[Saved data entries]
* * * * * * *
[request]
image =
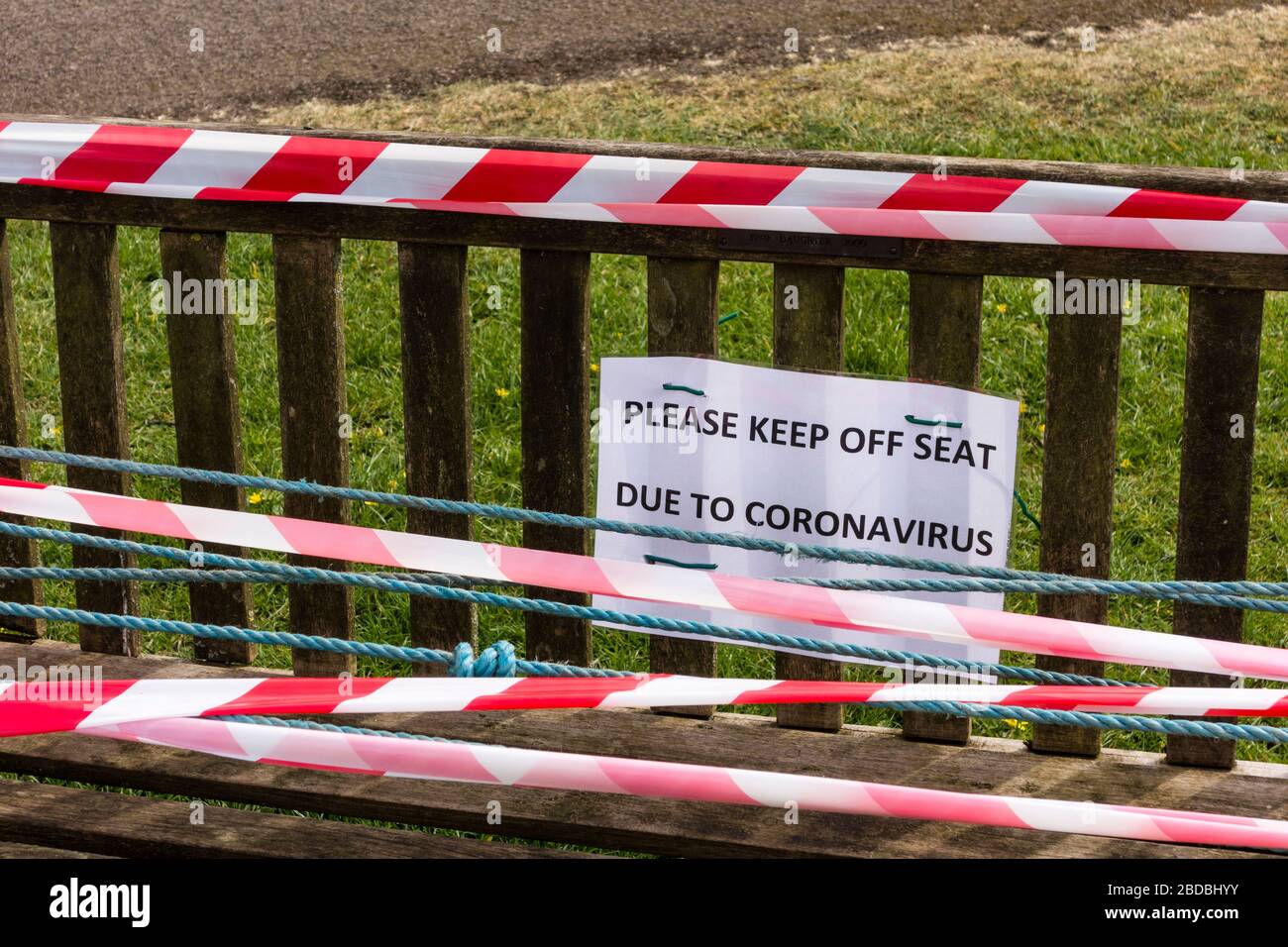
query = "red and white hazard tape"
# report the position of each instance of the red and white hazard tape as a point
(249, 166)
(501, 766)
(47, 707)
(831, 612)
* * * * * * *
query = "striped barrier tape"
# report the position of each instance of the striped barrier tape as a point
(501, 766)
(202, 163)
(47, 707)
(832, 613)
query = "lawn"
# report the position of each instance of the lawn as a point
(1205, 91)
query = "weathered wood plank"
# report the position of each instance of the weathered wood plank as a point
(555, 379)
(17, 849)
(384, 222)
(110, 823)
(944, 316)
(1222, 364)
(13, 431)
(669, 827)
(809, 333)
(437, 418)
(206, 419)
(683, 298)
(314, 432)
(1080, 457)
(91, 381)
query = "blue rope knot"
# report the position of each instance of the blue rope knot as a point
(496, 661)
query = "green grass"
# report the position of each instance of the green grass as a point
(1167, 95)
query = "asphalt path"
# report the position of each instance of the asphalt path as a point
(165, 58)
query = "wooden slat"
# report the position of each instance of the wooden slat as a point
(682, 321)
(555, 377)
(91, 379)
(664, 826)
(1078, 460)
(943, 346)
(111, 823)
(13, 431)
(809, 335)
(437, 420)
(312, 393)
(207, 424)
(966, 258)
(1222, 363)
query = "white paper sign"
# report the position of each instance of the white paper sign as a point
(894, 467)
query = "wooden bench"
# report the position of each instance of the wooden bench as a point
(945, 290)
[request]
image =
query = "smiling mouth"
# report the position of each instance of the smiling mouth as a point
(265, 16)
* * * * * * *
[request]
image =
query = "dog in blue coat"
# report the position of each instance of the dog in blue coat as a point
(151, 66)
* * * * * * *
Task directions
Show each line from the items above that contains the word "blue".

Exercise response
query = "blue rope knot"
# report the position of each instance of the blue rope knot as a point
query = "dog in blue coat"
# report the position of each instance of the dog in blue coat as a point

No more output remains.